* **EXTRACTED TEXT**
The lowdown: Sparkling wine—Champagne, cava, prosecco, etc.—has for so long been associated with celebrations, yet its versatility demands we pop it on more than just New Year’s Eve and NASCAR victories. Tragically, the average American consumes less than half a glass of Champagne a year. (That doesn’t count other types of sparkling wine, but still, come on, America.) Sparkling wine’s effervescence makes it a great pairing with fried foods—try it with potato chips—and cava is a great pairing for popcorn. Rosé options, new domestic producers, and a wide range of price points make our current moment one of the best for bubbly fans.

At its most basic, there are two ways to produce sparkling wine. The first is the champagne method, also called methode traditionelle, in which winemakers introduce yeast and sugar into a bottle of wine. The yeast slowly eat up the sugar and release carbon dioxide, or bubbles, as a result of their natural metabolic process. The second method is the charmat method—once described to me as “the SodaStream method”—by which carbon dioxide is injected into tanks of wine to create bubbles. The champagne method is time-consuming and labor-intensive, and it can take years before a bottle is released by the winemaker. Hence, a higher price tag. The tank-carbonation method speeds the process up, meaning a wine could be ready in four months instead of seven years. That keeps these sparkling wines more affordable, but also doesn’t produce the same complex flavors that years of aging on yeast bits (called lees) will yield. Time really makes the difference when it comes to sparkling wines.

* **SUPPLIED ENTRIES**
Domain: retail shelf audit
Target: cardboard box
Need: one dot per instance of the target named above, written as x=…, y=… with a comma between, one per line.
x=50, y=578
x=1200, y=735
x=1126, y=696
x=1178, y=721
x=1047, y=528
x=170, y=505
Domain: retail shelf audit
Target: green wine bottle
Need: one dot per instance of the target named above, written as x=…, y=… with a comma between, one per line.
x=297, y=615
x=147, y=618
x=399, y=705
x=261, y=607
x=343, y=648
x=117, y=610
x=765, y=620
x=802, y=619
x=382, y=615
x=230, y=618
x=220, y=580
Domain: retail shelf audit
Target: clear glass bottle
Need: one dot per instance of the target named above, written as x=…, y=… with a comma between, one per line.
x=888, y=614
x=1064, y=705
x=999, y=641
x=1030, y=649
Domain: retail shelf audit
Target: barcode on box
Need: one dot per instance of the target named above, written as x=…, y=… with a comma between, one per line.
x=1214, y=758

* **DIRECTIVE 1**
Copy the passage on sparkling wine from "The lowdown: Sparkling" up to and including "for bubbly fans.".
* **DIRECTIVE 2**
Using the passage on sparkling wine, explain why wines made by the champagne method carry a higher price tag.

* **RESPONSE 1**
The lowdown: Sparkling wine—Champagne, cava, prosecco, etc.—has for so long been associated with celebrations, yet its versatility demands we pop it on more than just New Year’s Eve and NASCAR victories. Tragically, the average American consumes less than half a glass of Champagne a year. (That doesn’t count other types of sparkling wine, but still, come on, America.) Sparkling wine’s effervescence makes it a great pairing with fried foods—try it with potato chips—and cava is a great pairing for popcorn. Rosé options, new domestic producers, and a wide range of price points make our current moment one of the best for bubbly fans.

* **RESPONSE 2**
The champagne method is time-consuming and labor-intensive. It can take years before the winemaker releases a bottle, and that is why the price is higher.